[To do] Please find the number of lines in the material below where the string "white" occurs, and give only that number.

□ □ □

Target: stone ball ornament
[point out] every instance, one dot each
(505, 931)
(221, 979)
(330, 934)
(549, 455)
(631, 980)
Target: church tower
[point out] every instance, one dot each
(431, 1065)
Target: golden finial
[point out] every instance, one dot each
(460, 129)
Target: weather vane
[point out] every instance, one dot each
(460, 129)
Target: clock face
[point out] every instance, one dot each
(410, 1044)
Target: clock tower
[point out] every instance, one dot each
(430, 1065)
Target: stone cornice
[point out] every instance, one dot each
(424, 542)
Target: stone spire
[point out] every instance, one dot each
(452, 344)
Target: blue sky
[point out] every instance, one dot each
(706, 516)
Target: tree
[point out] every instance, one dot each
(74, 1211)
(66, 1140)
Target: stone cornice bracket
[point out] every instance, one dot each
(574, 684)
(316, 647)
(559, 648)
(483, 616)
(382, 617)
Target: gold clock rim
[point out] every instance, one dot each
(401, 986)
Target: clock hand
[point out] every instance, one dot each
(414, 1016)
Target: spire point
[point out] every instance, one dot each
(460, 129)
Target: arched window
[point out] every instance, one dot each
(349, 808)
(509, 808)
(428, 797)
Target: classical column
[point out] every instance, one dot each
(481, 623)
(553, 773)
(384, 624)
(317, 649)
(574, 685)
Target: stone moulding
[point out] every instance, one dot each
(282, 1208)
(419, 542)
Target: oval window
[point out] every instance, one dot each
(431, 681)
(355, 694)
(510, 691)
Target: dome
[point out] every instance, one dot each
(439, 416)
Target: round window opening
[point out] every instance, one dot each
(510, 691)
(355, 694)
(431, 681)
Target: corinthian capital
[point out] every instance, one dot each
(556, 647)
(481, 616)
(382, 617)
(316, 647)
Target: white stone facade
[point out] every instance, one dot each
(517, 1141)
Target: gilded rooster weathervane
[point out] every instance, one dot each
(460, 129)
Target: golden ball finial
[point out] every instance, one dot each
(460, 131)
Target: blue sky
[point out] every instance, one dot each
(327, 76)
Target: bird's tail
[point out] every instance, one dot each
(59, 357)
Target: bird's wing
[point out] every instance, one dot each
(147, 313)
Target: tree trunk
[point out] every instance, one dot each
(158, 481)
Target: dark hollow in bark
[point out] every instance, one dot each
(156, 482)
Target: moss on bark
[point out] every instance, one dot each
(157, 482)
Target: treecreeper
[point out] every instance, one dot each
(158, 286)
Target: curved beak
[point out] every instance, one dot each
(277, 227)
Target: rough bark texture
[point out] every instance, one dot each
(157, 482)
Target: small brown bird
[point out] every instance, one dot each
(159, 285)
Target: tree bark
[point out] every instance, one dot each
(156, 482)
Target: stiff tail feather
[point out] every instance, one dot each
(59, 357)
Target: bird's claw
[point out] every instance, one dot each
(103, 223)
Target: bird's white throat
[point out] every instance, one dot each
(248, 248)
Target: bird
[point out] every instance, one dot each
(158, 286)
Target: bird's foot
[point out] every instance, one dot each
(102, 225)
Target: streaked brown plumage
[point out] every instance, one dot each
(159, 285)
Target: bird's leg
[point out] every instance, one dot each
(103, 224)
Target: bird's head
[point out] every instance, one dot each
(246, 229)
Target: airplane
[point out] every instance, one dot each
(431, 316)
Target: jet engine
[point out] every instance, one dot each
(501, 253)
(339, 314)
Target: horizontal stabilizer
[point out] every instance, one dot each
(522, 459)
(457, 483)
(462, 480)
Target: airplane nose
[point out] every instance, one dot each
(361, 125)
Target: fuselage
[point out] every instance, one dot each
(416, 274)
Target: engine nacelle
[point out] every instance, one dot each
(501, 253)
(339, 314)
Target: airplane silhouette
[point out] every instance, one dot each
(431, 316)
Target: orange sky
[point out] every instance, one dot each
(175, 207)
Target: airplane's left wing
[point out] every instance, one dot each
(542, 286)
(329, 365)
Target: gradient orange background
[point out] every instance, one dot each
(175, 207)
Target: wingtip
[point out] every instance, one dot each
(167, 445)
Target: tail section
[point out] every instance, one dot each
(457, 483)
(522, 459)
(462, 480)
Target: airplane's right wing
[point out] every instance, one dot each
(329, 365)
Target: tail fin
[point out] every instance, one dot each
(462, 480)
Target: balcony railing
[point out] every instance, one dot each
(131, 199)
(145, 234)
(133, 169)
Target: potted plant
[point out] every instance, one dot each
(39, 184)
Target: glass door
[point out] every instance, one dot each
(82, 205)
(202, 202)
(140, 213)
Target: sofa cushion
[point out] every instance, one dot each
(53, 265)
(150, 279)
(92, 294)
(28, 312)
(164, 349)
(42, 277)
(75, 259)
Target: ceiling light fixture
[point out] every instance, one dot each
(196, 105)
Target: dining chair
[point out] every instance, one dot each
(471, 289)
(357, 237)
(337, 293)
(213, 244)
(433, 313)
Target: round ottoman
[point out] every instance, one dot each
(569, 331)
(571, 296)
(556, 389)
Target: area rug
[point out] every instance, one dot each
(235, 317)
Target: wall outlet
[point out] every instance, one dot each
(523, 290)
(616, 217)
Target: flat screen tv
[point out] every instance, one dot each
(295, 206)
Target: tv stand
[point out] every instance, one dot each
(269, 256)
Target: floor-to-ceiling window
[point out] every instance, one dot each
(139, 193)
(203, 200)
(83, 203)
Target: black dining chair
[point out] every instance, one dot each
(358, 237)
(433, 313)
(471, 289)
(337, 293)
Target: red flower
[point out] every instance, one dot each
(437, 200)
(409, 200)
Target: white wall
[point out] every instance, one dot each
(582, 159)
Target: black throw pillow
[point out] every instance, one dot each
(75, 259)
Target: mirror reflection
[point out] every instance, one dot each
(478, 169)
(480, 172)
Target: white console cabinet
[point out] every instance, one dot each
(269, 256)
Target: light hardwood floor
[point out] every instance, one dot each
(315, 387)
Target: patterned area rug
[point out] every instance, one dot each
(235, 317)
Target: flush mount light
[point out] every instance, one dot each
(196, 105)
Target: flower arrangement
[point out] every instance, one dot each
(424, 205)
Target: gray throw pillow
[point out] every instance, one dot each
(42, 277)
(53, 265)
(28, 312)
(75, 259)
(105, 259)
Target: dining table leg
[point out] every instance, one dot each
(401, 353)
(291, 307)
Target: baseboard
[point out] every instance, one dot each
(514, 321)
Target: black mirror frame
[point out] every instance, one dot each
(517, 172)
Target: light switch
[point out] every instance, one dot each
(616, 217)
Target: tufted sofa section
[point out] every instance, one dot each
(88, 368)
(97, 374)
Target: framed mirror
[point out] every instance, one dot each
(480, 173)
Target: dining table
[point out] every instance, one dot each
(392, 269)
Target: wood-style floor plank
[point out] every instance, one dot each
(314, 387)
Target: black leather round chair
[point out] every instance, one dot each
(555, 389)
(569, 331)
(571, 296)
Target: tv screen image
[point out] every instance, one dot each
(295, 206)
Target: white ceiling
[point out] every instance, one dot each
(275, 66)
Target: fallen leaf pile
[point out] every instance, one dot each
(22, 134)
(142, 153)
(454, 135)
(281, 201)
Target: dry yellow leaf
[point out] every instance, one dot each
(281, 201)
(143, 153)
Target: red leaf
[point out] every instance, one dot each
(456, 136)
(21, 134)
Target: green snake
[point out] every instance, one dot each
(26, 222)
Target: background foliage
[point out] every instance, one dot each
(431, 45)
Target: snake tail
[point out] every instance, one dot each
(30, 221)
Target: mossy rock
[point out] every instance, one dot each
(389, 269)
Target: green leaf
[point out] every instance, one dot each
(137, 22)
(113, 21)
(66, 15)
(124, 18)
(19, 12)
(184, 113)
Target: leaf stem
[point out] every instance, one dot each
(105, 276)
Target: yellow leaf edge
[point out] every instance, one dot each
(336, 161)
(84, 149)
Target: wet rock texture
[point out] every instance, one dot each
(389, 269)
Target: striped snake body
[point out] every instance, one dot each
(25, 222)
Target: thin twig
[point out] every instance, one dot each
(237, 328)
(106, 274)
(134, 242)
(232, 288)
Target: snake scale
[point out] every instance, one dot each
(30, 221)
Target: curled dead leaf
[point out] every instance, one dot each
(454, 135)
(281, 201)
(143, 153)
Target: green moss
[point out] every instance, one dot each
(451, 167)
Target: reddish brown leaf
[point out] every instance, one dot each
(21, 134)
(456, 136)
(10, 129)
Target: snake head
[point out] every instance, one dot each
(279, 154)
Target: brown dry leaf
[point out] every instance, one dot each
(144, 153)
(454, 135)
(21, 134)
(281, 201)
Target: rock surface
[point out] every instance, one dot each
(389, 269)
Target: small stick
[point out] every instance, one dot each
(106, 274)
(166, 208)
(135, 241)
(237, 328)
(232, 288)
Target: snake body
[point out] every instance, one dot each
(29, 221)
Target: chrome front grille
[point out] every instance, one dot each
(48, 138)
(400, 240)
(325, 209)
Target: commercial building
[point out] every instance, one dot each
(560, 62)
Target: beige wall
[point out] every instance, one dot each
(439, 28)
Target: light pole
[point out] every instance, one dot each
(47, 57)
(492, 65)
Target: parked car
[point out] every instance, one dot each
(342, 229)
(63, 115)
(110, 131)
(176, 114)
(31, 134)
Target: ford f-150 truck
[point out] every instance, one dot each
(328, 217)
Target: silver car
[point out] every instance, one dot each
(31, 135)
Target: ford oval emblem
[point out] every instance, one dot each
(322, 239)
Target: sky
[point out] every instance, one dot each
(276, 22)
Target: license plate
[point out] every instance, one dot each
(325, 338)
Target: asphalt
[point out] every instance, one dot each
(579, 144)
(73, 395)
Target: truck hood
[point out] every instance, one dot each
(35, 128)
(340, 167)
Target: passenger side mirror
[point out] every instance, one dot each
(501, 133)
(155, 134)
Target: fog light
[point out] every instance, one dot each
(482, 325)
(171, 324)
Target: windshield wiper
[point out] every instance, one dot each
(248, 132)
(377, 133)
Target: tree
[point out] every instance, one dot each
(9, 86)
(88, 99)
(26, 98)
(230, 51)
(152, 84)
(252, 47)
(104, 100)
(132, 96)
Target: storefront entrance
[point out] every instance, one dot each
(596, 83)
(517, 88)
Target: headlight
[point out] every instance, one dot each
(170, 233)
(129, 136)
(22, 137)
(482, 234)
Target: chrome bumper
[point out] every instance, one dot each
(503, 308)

□ □ □

[Solution to the problem] 5